* _PROBLEM DESCRIPTION_
Lay out every line of the items below as a Markdown table with two columns, Row and Line, skipping any blank lines.

[Entries for identifying locations]
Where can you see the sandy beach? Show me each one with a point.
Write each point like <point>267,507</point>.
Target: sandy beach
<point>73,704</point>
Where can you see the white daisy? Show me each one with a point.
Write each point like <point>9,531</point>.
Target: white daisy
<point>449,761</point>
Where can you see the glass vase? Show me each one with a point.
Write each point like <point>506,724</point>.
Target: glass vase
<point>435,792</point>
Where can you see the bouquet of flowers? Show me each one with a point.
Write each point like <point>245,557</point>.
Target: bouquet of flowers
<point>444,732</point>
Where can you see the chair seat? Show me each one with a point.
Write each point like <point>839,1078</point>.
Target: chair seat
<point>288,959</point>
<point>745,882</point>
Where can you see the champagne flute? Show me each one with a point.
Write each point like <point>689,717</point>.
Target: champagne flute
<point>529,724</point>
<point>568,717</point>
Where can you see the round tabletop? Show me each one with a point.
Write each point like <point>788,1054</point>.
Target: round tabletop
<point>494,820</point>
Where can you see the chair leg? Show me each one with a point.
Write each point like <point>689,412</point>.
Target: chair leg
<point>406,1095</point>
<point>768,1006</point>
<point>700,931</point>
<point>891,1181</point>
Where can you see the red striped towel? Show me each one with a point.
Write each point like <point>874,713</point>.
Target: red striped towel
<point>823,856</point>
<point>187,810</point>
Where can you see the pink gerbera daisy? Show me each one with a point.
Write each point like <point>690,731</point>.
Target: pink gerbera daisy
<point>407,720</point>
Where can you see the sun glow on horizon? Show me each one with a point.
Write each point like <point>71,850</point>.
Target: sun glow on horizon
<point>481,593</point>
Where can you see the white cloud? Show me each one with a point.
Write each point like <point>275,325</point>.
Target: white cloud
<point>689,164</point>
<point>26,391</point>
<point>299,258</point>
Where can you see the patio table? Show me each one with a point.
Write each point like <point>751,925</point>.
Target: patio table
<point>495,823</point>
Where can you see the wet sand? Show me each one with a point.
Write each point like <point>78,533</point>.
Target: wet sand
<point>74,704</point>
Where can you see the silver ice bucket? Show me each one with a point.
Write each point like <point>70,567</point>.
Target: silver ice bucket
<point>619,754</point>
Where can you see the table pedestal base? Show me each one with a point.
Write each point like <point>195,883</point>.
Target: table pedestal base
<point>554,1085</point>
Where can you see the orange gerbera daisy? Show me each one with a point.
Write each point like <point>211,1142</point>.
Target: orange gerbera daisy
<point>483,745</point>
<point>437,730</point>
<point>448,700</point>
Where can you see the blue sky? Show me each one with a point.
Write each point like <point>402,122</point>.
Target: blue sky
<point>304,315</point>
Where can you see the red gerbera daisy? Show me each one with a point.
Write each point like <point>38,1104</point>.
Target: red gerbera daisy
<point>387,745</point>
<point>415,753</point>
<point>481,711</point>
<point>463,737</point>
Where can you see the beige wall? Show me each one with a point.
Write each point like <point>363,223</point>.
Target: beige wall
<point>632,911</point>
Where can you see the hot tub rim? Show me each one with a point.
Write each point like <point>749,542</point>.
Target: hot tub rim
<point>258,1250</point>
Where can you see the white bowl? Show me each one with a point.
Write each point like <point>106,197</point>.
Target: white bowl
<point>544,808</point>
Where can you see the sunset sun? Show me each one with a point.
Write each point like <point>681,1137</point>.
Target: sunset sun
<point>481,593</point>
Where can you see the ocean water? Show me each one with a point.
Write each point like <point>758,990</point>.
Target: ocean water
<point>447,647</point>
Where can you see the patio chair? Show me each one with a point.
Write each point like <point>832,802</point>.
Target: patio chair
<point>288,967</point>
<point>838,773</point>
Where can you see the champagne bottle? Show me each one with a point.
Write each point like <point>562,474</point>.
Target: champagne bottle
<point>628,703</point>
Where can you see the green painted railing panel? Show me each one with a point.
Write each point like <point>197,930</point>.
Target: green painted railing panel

* _ANSWER TO THE EXERCISE_
| Row | Line |
|---|---|
| 1 | Where can you see the sandy beach? Show me each one with a point. |
| 2 | Write each point like <point>267,507</point>. |
| 3 | Target: sandy beach |
| 4 | <point>73,704</point> |
| 5 | Where can you see the white daisy? Show me each one with a point. |
| 6 | Write each point like <point>9,531</point>. |
| 7 | Target: white daisy |
| 8 | <point>449,761</point> |
| 9 | Where can you see the glass vase? Show me each one with a point. |
| 10 | Write each point like <point>506,724</point>. |
| 11 | Target: glass vase |
| 12 | <point>435,792</point> |
| 13 | Where can you see the bouquet of flowers? Show me each one with a point. |
| 14 | Write each point like <point>245,557</point>. |
| 15 | Target: bouquet of flowers |
| 16 | <point>444,732</point> |
| 17 | Where can you see the chair seat? Show me each one with a point. |
| 18 | Write each point like <point>839,1078</point>. |
| 19 | Target: chair seat |
| 20 | <point>288,959</point> |
| 21 | <point>745,882</point> |
| 22 | Where can you see the champagne flute? Show me each one with a point. |
| 23 | Write each point like <point>689,717</point>. |
| 24 | Target: champagne flute |
| 25 | <point>529,724</point> |
| 26 | <point>568,717</point> |
| 27 | Where can you see the round tabletop? Show me each one with a point. |
| 28 | Write each point like <point>788,1054</point>. |
| 29 | Target: round tabletop |
| 30 | <point>494,820</point> |
| 31 | Where can you see the chair leg? Show me each one with a point. |
| 32 | Write each point like <point>689,412</point>. |
| 33 | Target: chair leg |
| 34 | <point>406,1095</point> |
| 35 | <point>768,1006</point> |
| 36 | <point>700,931</point> |
| 37 | <point>891,1181</point> |
| 38 | Where can you see the red striped towel? Show me each one with a point. |
| 39 | Write each point like <point>874,713</point>. |
| 40 | Target: red striped towel |
| 41 | <point>823,856</point> |
| 42 | <point>187,810</point> |
| 43 | Where can you see the pink gerbera daisy? Show me each one with a point. |
| 44 | Write each point like <point>690,731</point>. |
| 45 | Target: pink gerbera daisy |
| 46 | <point>407,720</point> |
| 47 | Where can you see the sun glow on horizon? Show me each one with a point. |
| 48 | Write each point like <point>71,850</point>. |
| 49 | Target: sun glow on horizon |
| 50 | <point>481,593</point> |
| 51 | Where can you see the white cloud? Show me each one with a point. |
| 52 | Write each point like <point>275,325</point>. |
| 53 | Target: white cloud |
| 54 | <point>689,164</point> |
| 55 | <point>26,391</point> |
| 56 | <point>299,258</point> |
| 57 | Where can you see the patio table? Show me each one with a point. |
| 58 | Write each point like <point>751,925</point>. |
| 59 | Target: patio table |
| 60 | <point>495,823</point> |
| 61 | Where can you see the wet sand? Show me each one with a point. |
| 62 | Write each point like <point>78,533</point>. |
| 63 | Target: wet sand |
| 64 | <point>74,704</point> |
| 65 | Where can you see the silver ice bucket? Show me each one with a point. |
| 66 | Write each point like <point>70,567</point>. |
| 67 | Target: silver ice bucket |
| 68 | <point>619,754</point> |
| 69 | Where can you see the table pedestal base? Show me each one with a point. |
| 70 | Write each point like <point>195,883</point>. |
| 71 | Target: table pedestal base |
| 72 | <point>554,1085</point> |
| 73 | Where can you see the orange gerbera daisy? Show me each one with a point. |
| 74 | Write each point like <point>211,1142</point>. |
| 75 | Target: orange gerbera daisy |
| 76 | <point>483,745</point> |
| 77 | <point>437,730</point> |
| 78 | <point>448,700</point> |
| 79 | Where can you see the blue sky? Show me each one with a point. |
| 80 | Write each point like <point>402,122</point>. |
| 81 | Target: blue sky |
| 82 | <point>304,315</point> |
| 83 | Where can you see the red gerbera daisy? Show me each one with a point. |
| 84 | Write each point like <point>38,1104</point>. |
| 85 | Target: red gerbera daisy |
| 86 | <point>387,745</point> |
| 87 | <point>415,753</point> |
| 88 | <point>481,711</point> |
| 89 | <point>463,737</point> |
| 90 | Where can you see the beige wall? Show me each one with a point. |
| 91 | Write each point like <point>363,223</point>. |
| 92 | Target: beige wall |
| 93 | <point>632,911</point> |
| 94 | Where can you see the hot tub rim? Show me each one with a point. |
| 95 | Write each point like <point>749,542</point>. |
| 96 | Target: hot tub rim |
| 97 | <point>258,1250</point> |
| 98 | Where can you see the white bowl? Show me each one with a point. |
| 99 | Write each point like <point>106,197</point>. |
| 100 | Target: white bowl |
| 101 | <point>544,808</point> |
| 102 | Where can you see the sunset sun? Show me each one with a point. |
| 103 | Write each point like <point>681,1137</point>. |
| 104 | Target: sunset sun |
| 105 | <point>481,593</point> |
| 106 | Where can you see the ocean water? Show me each one with a point. |
| 107 | Write each point like <point>758,990</point>. |
| 108 | Target: ocean water |
| 109 | <point>447,647</point> |
| 110 | Where can you see the patio chair? Show me each one with a point. |
| 111 | Write each point like <point>832,802</point>. |
| 112 | Target: patio chair |
| 113 | <point>288,967</point> |
| 114 | <point>838,773</point> |
| 115 | Where can you see the champagne bottle? Show me each one with a point. |
| 116 | Write each point like <point>562,474</point>. |
| 117 | Target: champagne bottle |
| 118 | <point>628,703</point> |
| 119 | Where can you see the green painted railing panel? Show me each one with a point. |
| 120 | Write each point like <point>197,930</point>. |
| 121 | Target: green painted railing panel |